- [Text extract]
-----
The use-case where the kubelet reads secrets has several additional requirements:
- Kubelets should only be able to receive secret data which is required by pods scheduled onto the kubelet's node
- Kubelets should have read-only access to secret data
- Secret data should not be transmitted over the wire insecurely
- Kubelets must ensure pods do not have access to each other's secrets
The Kubelet should only be allowed to read secrets which are consumed by pods scheduled onto that Kubelet's node and their associated service accounts. Authorization of the Kubelet to read this data would be delegated to an authorization plugin and associated policy rule.
Consideration must be given to whether secret data should be allowed to be at rest on the node:
- If secret data is not allowed to be at rest, the size of secret data becomes another draw on the node's RAM - should it affect scheduling?
- If secret data is allowed to be at rest, should it be encrypted?
- If so, how should be this be done?
- If not, what threats exist? What types of secret are appropriate to store this way?
For the sake of limiting complexity, we propose that initially secret data should not be allowed to be at rest on a node; secret data should be stored on a node-level tmpfs filesystem. This filesystem can be subdivided into directories for use by the kubelet and by the volume plugin.
-----
- [Written request A]
Echo the kubelet secrets passage between "- If so, how" and "the volume plugin.", inclusive.
- [Written request B]
In two sentences, summarize the kubelet secrets passage.
- [Written request C]
Write the next part of the kubelet secrets passage, picking up after its final sentence.
The entries that follow have no connection to the kubelet secrets passage.

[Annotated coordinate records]
-----
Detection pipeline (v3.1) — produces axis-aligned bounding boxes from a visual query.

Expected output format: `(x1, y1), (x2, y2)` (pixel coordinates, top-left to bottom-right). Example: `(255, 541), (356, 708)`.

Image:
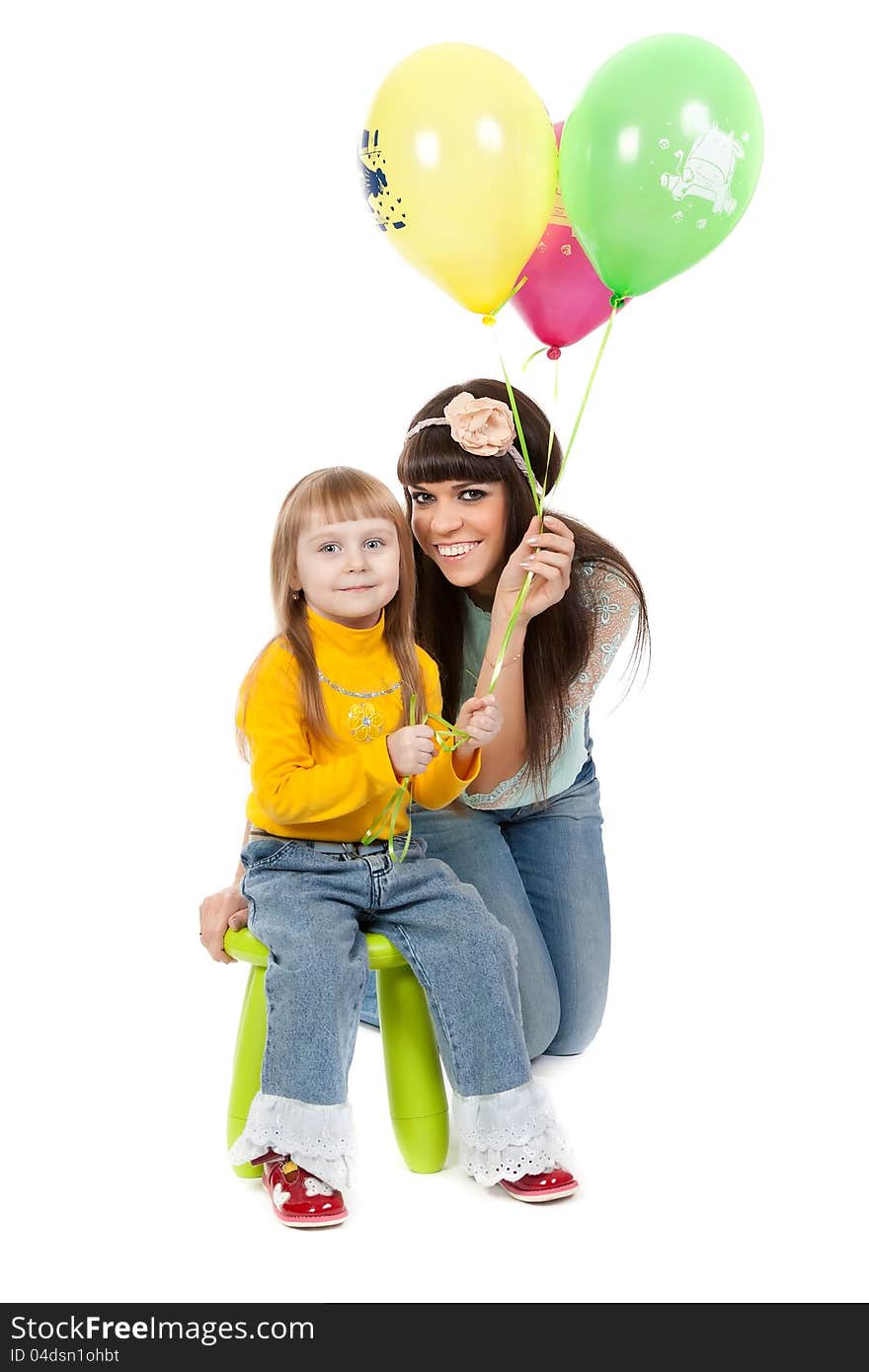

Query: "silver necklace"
(317, 668), (402, 743)
(317, 668), (402, 700)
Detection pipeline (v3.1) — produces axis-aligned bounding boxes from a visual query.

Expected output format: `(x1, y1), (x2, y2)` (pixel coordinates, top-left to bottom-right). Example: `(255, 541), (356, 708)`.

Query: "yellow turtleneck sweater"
(239, 608), (481, 842)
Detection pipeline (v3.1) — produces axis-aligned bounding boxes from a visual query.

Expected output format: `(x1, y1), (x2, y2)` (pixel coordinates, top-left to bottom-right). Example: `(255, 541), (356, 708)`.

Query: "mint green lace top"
(460, 563), (638, 809)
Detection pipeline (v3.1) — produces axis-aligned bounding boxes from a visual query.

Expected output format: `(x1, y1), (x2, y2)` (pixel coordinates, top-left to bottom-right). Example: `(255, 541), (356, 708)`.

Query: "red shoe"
(257, 1154), (348, 1229)
(499, 1168), (580, 1202)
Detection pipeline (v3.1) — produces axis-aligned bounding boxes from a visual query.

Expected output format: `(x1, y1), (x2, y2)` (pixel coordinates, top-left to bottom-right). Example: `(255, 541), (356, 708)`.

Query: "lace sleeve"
(570, 563), (640, 722)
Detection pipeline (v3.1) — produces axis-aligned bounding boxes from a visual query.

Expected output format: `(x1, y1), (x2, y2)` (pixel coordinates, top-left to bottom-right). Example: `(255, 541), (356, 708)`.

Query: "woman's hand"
(492, 514), (575, 624)
(456, 696), (504, 752)
(386, 724), (435, 780)
(453, 696), (504, 777)
(199, 886), (247, 961)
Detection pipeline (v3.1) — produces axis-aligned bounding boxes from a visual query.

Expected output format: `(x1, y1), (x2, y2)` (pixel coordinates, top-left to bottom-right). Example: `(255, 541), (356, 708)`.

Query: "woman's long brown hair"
(239, 467), (426, 756)
(398, 379), (648, 801)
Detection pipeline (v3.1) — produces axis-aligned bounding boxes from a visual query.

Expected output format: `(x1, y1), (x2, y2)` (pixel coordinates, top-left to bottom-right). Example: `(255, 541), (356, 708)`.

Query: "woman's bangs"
(398, 425), (504, 486)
-----
- [Written answer A]
- If so, how should be this be done?
- If not, what threats exist? What types of secret are appropriate to store this way?
For the sake of limiting complexity, we propose that initially secret data should not be allowed to be at rest on a node; secret data should be stored on a node-level tmpfs filesystem. This filesystem can be subdivided into directories for use by the kubelet and by the volume plugin.

- [Written answer B]
Kubelets that read secrets should receive only the secret data required by pods on their node, have read-only access to it, never get it over the wire insecurely, and keep pods from accessing each other's secrets, with authorization handled by an authorization plugin and policy rule. To limit complexity, the proposal is that secret data initially not be at rest on a node but be stored on a node-level tmpfs filesystem that can be subdivided into directories for the kubelet and the volume plugin.

- [Written answer C]
The Kubelet will be responsible for creating the per-node tmpfs file system for secret storage. It is hard to make a prescriptive declaration about how much storage is appropriate to reserve for secrets because different installations will vary widely in available resources, desired pod to node density, overcommit policy, and other operation dimensions. That being the case, we propose for simplicity that the amount of secret storage be controlled by a new parameter to the kubelet with a default value of 64MB. It is the cluster operator's responsibility to handle choosing the right storage size for their installation and configuring their Kubelets correctly.
Configuring each Kubelet is not the ideal story for operator experience; it is more intuitive that the cluster-wide storage size be readable from a central configuration store like the one proposed in #1553. When such a store exists, the Kubelet could be modified to read this configuration item from the store.
When the Kubelet is modified to advertise node resources (as proposed in #4441), the capacity calculation for available memory should factor in the potential size of the node-level tmpfs in order to avoid memory overcommit on the node.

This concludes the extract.